### To be done
All lines from the one with "Field-scouting task: mark every instance of the poodle's" to the end need to be copied exactly, with nothing before them.

### Supplied information
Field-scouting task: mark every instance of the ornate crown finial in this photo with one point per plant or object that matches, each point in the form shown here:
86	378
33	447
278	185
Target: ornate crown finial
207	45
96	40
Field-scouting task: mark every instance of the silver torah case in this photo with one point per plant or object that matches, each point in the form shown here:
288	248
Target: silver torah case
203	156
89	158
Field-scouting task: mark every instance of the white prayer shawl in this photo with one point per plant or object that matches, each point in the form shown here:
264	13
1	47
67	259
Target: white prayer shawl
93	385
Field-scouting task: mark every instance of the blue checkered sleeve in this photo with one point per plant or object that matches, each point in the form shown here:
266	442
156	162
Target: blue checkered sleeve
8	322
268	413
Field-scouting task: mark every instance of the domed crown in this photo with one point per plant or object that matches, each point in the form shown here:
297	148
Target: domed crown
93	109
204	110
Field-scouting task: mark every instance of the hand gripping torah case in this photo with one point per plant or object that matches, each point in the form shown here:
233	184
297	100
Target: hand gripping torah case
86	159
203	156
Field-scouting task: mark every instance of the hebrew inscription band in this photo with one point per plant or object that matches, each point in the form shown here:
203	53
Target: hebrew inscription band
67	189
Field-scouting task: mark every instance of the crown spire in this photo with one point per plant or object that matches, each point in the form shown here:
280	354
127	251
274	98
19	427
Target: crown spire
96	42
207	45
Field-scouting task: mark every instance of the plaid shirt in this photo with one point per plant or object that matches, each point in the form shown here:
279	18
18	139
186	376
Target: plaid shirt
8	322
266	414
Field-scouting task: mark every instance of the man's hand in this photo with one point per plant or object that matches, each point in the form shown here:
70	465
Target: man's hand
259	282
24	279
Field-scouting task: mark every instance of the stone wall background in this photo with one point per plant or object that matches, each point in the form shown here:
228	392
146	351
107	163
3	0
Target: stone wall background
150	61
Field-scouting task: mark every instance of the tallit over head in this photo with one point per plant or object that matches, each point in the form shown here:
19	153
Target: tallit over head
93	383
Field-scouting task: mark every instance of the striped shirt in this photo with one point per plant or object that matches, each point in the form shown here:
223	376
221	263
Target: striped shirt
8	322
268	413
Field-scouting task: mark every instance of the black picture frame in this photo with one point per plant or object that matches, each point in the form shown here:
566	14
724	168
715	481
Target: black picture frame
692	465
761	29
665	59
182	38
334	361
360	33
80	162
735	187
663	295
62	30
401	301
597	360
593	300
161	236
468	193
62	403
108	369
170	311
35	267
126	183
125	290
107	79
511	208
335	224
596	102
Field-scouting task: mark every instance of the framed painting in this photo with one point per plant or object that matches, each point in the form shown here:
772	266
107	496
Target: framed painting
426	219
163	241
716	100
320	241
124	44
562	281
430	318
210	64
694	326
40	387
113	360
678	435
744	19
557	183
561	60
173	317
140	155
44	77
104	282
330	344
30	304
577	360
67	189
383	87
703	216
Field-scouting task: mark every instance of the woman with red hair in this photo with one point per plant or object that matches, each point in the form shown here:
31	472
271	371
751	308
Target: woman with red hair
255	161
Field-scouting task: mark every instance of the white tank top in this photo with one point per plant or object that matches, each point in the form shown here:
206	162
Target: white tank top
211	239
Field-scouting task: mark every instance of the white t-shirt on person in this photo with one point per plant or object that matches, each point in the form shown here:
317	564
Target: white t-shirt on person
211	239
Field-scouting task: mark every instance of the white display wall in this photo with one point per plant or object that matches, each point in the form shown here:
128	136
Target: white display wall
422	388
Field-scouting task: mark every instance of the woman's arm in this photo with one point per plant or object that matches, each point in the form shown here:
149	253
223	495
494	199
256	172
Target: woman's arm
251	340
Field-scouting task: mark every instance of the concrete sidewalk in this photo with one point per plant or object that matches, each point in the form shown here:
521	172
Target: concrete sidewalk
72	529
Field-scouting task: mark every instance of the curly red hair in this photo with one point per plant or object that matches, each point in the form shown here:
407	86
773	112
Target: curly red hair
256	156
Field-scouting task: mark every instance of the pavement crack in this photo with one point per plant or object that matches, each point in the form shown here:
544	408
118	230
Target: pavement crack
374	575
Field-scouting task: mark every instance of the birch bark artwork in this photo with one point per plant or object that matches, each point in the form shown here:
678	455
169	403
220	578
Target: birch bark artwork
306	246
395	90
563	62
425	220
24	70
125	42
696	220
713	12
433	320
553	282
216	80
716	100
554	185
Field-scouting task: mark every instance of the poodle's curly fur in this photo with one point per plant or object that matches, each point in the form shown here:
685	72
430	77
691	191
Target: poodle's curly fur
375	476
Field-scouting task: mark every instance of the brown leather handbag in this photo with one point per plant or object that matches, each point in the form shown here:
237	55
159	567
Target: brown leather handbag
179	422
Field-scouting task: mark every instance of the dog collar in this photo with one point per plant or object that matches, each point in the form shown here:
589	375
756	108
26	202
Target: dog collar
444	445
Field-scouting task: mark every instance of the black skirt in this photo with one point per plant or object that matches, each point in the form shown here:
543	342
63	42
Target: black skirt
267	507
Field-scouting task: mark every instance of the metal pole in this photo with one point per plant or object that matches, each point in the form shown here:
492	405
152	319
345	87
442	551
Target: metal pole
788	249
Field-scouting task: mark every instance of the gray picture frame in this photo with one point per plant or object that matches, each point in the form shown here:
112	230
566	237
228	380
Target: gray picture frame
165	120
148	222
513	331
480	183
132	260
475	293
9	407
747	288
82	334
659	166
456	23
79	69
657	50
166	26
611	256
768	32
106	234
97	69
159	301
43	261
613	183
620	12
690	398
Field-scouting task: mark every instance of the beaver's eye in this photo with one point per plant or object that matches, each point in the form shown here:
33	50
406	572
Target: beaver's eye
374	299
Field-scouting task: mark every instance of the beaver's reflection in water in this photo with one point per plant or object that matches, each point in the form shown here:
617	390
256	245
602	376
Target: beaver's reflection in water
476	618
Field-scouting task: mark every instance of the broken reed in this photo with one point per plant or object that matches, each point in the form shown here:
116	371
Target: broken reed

### Output of the task
Field-scouting task: mark every instance of the poodle's curly fur in this photo with one point per plant or object that matches, each point in the form shown here:
685	72
430	77
691	191
Target: poodle's curly fur
375	476
Field-scouting task: mark every instance of the brown leather handbag in this photo with one point per plant or object that matches, each point in the form shown here:
237	55
159	567
Target: brown leather handbag
179	422
Field-scouting task: mark every instance of the dog collar in this photo with one point per plant or object that matches, each point in the form shown here:
589	375
756	108
26	202
Target: dog collar
444	445
Field-scouting task: mark every instance of the black skirt in this photo with one point per plant or object that matches, each point in the form shown here:
543	342
63	42
Target: black skirt
267	507
Field-scouting task: mark every instance of the metal pole in this photo with one point per plant or object that matches, each point in the form shown here:
492	405
152	319
345	87
442	551
Target: metal pole
788	249
Field-scouting task: mark every instance of the gray picture frame in this photo with one point per plant or object that matches, each point in the form shown here:
112	230
566	237
228	380
Target: gray picture frame
165	120
148	222
513	331
480	183
132	260
475	293
9	407
747	288
82	334
659	166
456	23
79	69
657	50
166	26
611	256
768	32
106	234
97	69
159	301
43	261
613	183
620	12
690	398
Field-scouting task: mark every instance of the beaver's eye in this photo with one point per plant or object that matches, each point in the form shown here:
33	50
406	572
Target: beaver's eye
374	299
Field-scouting task: mark every instance of the beaver's reflection in water in this photo with one point per plant or object that matches, each point in the form shown here:
617	390
256	245
602	376
Target: beaver's reflection in water
476	618
Field-scouting task: mark every instance of the broken reed in this photo with one point per plant or object that matches, each point in the form shown here:
116	371
Target: broken reed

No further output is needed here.